▶ TEXTO FORNECIDO
A história da equipe Copersucar-Fittipaldi começou em 1974, nas preparações do primeiro F-1 brasileiro para a estreia no campeonato mundial de 1975. Ao longo da temporada, o FD01 evoluiu para suprir dificuldades que surgiam ao longo do tempo. Melhorias foram feitas e assim vieram tanto o FD02 como o FD03. A base, entretanto, era a mesma nos três modelos. Todas as variantes eram modificações oriundas do primeiro carro.
Como as alterações no projeto estavam cada vez mais distantes do conceito original e no fim do ano pouca semelhança havia com o FD01, a equipe partiu para um novo projeto, com mais recursos a serem explorados, que seria chamado de FD04. Ricardo Divila utilizou a experiência acumulada ao longo de 1975 para desenhar um chassi e carroceria novos, mais convencionais e similares aos concorrentes da época. Bico dianteiro baixo, radiadores laterais, tomada de ar elevada para o motor, tudo como se via no restante do grid.

▶ PEDIDOS
(1) Você pode reescrever em forma de lista o parágrafo do texto sobre a Copersucar-Fittipaldi que começa com "Como as alterações no projeto", mantendo os fatos principais?
(2) Pode copiar, do texto sobre a Copersucar-Fittipaldi, o trecho que começa em "A história da" e termina em "do primeiro carro."?
Os dados provêm de uma fonte diferente da do texto.

▶ ENTRADAS DE DADOS
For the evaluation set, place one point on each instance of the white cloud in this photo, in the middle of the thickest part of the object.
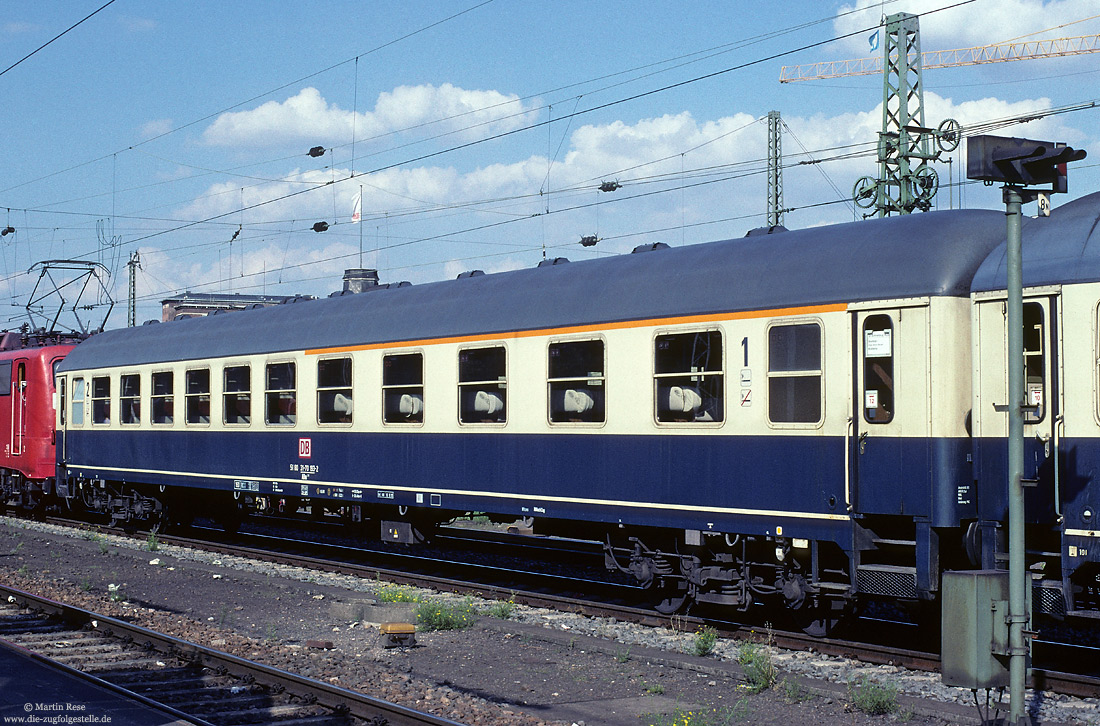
(308, 118)
(155, 128)
(977, 23)
(418, 218)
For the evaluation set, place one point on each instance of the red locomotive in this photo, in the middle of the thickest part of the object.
(28, 459)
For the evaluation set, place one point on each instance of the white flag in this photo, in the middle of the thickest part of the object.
(356, 212)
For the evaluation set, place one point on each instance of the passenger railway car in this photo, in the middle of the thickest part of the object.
(26, 415)
(1062, 431)
(783, 418)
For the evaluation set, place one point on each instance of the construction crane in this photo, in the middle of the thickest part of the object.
(971, 56)
(906, 180)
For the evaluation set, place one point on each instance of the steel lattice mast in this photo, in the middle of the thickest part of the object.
(774, 171)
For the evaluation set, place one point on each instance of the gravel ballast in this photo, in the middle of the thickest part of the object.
(538, 667)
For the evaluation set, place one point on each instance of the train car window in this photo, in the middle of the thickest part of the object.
(794, 373)
(281, 395)
(130, 398)
(237, 396)
(1033, 363)
(77, 402)
(163, 399)
(483, 385)
(403, 388)
(575, 381)
(197, 396)
(878, 370)
(688, 377)
(333, 391)
(101, 399)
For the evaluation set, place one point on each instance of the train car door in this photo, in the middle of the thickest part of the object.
(18, 439)
(890, 410)
(1043, 400)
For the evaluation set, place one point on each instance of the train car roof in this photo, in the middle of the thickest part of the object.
(1064, 248)
(934, 254)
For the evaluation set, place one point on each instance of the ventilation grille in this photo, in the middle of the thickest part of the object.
(887, 580)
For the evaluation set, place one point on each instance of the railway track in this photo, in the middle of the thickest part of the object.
(195, 682)
(601, 598)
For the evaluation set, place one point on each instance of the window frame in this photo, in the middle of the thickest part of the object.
(129, 415)
(155, 417)
(6, 377)
(325, 391)
(78, 402)
(226, 393)
(268, 392)
(892, 372)
(197, 397)
(101, 404)
(553, 384)
(718, 373)
(476, 385)
(1041, 355)
(389, 389)
(818, 373)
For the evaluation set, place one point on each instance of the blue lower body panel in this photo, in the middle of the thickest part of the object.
(748, 484)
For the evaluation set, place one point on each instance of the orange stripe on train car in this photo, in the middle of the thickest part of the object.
(714, 317)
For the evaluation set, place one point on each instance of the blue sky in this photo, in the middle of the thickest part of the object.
(479, 132)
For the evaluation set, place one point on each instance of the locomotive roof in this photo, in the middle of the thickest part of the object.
(1064, 248)
(934, 253)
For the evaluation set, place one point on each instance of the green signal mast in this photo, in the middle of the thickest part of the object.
(906, 180)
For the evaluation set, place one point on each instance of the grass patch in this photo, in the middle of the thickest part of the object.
(392, 593)
(756, 659)
(721, 716)
(871, 697)
(502, 609)
(440, 616)
(705, 639)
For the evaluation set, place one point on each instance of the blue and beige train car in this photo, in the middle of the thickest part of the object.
(1062, 428)
(783, 417)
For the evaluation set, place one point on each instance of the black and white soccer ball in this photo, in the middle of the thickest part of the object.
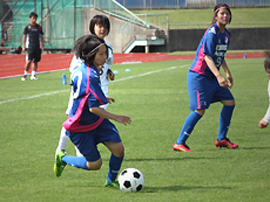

▶ EXERCÍCIO RESOLVIDO
(1)
- As alterações no projeto se afastavam cada vez mais do conceito original, e no fim do ano havia pouca semelhança com o FD01.
- A equipe então partiu para um novo projeto, com mais recursos a explorar, chamado FD04.
- Ricardo Divila usou a experiência acumulada em 1975 para desenhar chassi e carroceria novos, mais convencionais e parecidos com os dos concorrentes da época.
- O carro tinha bico dianteiro baixo, radiadores laterais e tomada de ar elevada para o motor, como o restante do grid.

(2)
A história da equipe Copersucar-Fittipaldi começou em 1974, nas preparações do primeiro F-1 brasileiro para a estreia no campeonato mundial de 1975. Ao longo da temporada, o FD01 evoluiu para suprir dificuldades que surgiam ao longo do tempo. Melhorias foram feitas e assim vieram tanto o FD02 como o FD03. A base, entretanto, era a mesma nos três modelos. Todas as variantes eram modificações oriundas do primeiro carro.